**What the task requires**
Every record must be transcribed in its entirety, apart from the images, which are to be omitted.

**Material to process**

══════

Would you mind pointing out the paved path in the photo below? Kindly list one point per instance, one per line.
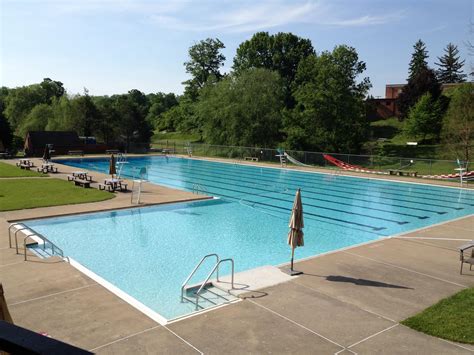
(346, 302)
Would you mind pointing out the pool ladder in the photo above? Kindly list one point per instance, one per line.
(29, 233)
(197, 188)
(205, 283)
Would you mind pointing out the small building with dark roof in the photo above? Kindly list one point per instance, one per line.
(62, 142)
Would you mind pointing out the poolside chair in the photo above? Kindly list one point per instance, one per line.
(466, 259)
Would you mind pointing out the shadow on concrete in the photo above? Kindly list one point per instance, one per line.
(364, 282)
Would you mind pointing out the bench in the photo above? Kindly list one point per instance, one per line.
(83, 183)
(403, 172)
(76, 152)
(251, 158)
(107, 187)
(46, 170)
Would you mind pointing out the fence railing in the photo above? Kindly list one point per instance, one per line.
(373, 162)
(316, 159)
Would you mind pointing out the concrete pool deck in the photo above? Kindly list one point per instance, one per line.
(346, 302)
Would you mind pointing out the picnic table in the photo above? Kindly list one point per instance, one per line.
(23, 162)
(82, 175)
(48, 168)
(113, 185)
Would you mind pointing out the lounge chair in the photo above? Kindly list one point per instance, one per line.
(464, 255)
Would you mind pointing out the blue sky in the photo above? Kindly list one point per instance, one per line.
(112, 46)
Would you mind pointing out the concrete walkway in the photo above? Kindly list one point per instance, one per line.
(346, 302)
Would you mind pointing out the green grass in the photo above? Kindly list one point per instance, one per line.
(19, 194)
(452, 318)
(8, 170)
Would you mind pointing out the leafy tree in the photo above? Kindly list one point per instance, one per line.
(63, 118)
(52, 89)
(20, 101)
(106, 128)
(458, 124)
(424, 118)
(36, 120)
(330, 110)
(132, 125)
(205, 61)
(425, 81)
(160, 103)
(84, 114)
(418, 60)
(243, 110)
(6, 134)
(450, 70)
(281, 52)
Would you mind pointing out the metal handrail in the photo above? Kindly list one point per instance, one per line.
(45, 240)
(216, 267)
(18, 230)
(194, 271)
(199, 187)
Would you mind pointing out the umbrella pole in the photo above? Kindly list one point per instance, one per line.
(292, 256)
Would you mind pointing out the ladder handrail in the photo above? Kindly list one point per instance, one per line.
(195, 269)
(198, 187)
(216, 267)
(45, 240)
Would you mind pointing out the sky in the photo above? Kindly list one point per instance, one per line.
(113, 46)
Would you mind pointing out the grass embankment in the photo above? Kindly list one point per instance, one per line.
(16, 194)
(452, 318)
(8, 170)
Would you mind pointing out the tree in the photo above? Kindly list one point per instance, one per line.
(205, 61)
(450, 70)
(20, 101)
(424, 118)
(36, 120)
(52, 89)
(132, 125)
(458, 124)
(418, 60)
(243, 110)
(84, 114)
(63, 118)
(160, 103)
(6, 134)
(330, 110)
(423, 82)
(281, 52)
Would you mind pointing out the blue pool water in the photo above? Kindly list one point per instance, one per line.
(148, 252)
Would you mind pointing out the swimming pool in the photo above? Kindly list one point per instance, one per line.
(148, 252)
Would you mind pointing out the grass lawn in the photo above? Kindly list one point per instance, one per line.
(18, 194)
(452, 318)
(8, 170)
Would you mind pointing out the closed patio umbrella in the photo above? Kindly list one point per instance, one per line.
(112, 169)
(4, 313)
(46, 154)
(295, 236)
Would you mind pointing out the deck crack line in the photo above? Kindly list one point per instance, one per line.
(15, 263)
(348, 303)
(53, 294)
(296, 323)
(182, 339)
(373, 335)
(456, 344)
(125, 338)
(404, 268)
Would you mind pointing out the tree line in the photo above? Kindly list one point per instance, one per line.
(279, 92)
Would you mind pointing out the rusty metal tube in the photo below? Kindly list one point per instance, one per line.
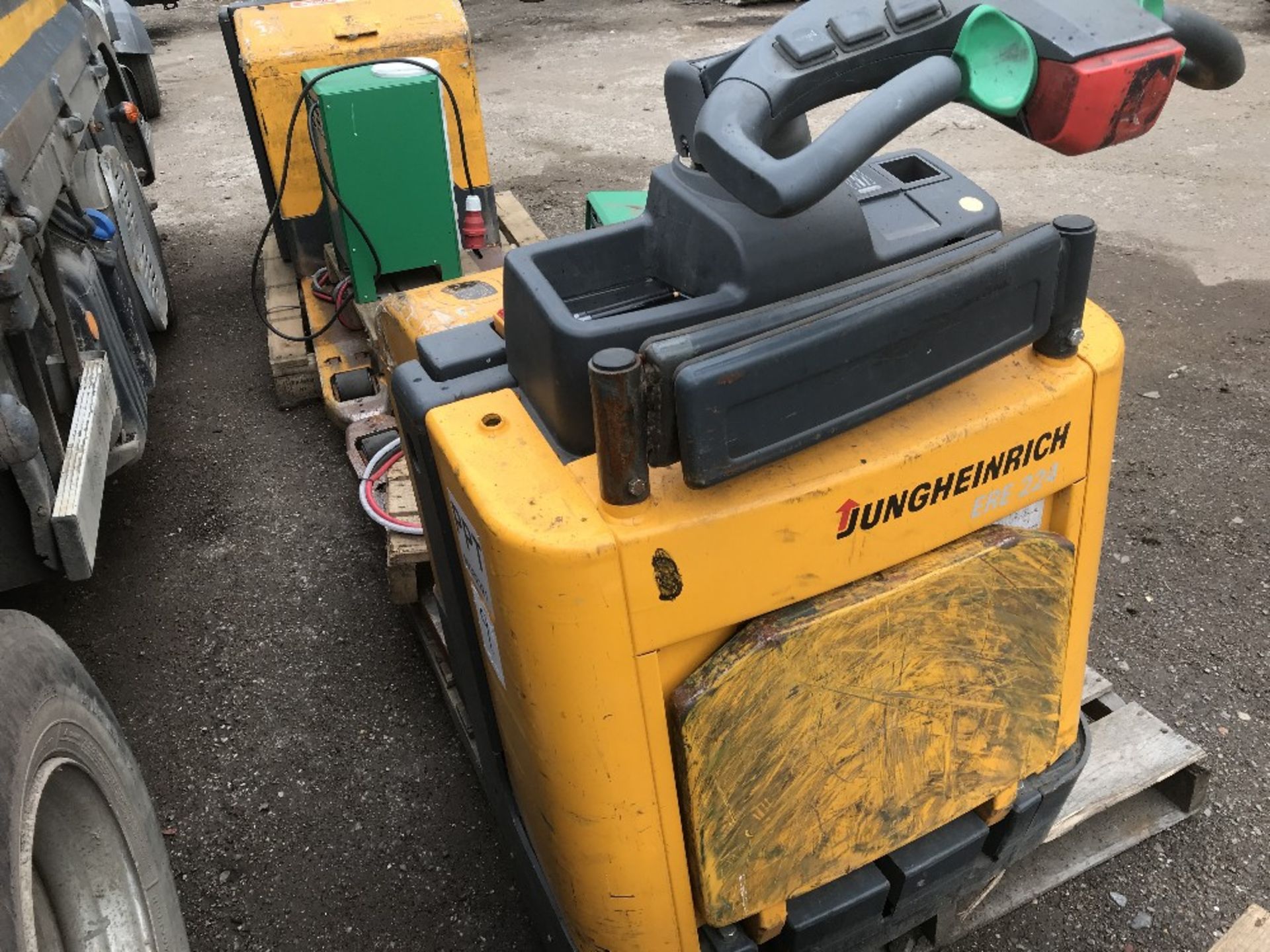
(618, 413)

══════

**Solution for this exercise**
Would you mind pointing out the paved path in the photo below? Kindly list one point per instance, one per line.
(346, 302)
Would you mind pointing out the pool ladder in the photo above? Kindly list one point per instance, one per line.
(29, 233)
(197, 188)
(205, 283)
Would you mind pointing out the small building with dark roof in the photo above? Kindly list one point per instance, one per line.
(62, 142)
Would you mind pointing out the poolside chair in the photo above? Kindly list one point per instance, one per line.
(466, 259)
Would you mind pointing out the shadow on concrete in the photo above? Kindly list one point per instance, one per line.
(364, 282)
Would you mind pointing out the bench in the photo above? Kindly list one point per instance, one per line.
(83, 183)
(403, 172)
(76, 152)
(251, 158)
(107, 187)
(46, 170)
Would you mind pointing out the fence railing in the photo above? Kindly list one point per instance, one per line.
(373, 162)
(316, 159)
Would you mind pointing out the concrete pool deck in the photo above? Kindly list one point per instance, one per line.
(346, 302)
Would you mind pointing out the picnic table in the photo above? Kindly list one point per instance, one per line.
(23, 162)
(82, 175)
(48, 168)
(113, 185)
Would you mind pointing out the lounge chair in the photo above? Kindly list one point per instance, one per line.
(464, 255)
Would you mind pointing out the blue sky in the photo above? Kindly list one point per instance, one per line.
(112, 46)
Would you mind pointing out the concrete walkway in the photo above? Kindly list one point per instance, one per line.
(346, 302)
Would you mind pointing out the green grass in the photo above? Kindly list one point per instance, one per line.
(19, 194)
(452, 318)
(8, 170)
Would you mind pointing out the leafy tree in the photo above? Kindly list one point per instance, one per line.
(63, 118)
(52, 89)
(20, 101)
(106, 128)
(458, 124)
(424, 118)
(36, 120)
(330, 110)
(132, 125)
(205, 61)
(425, 81)
(160, 103)
(84, 114)
(418, 60)
(243, 110)
(6, 134)
(450, 70)
(281, 52)
Would you mind pointing out the metal handrail in the photo above? Kindly list one point per instance, one per line.
(45, 240)
(216, 267)
(18, 230)
(194, 271)
(199, 187)
Would you mind pointing out the umbrella pole in the photo above? Kindly list one point per instance, one per line.
(292, 256)
Would you mind pointing out the ladder handrail in the photo above? Kindly list one point per instance, one per line.
(195, 269)
(198, 187)
(216, 267)
(45, 240)
Would you mind pointing out the sky in the photo above? Kindly list one point per instance, one per line.
(113, 46)
Would you mind pointing out the grass embankment in the photo above? Kindly list one point per instance, one per line.
(16, 194)
(452, 318)
(8, 170)
Would you mind pointing out the tree in the photo above? Kindly list one point per instance, one per line.
(205, 61)
(450, 70)
(20, 101)
(424, 118)
(36, 120)
(52, 89)
(132, 125)
(458, 124)
(418, 60)
(243, 110)
(84, 114)
(63, 118)
(160, 103)
(6, 134)
(330, 110)
(423, 82)
(281, 52)
Would you mind pointing out the blue pool water in the photo above? Kindly list one point per instance, one per line.
(148, 252)
Would you mind pointing out the swimming pool in the photo above? Kindly list one point per instance, one per line.
(148, 252)
Would you mind pointing out the grass lawn in the photo above? Kindly list one point per instance, one per line.
(18, 194)
(452, 318)
(8, 170)
Would you mind pointing out the closed patio umbrella in the photo above? Kindly list one point per instance, one per line.
(112, 169)
(4, 313)
(46, 154)
(295, 236)
Would you mind pointing out the deck crack line in the photo above? Kindly list one point per instance, one per line.
(15, 263)
(348, 303)
(53, 294)
(296, 323)
(182, 339)
(373, 335)
(456, 344)
(125, 338)
(404, 268)
Would you mind pointing out the tree line in the photo above? Kindly list one point per instance, one per line.
(279, 92)
Would you mind pointing out the rusty metal tube in the photo below? Kindly list one point per instance, one per line.
(618, 413)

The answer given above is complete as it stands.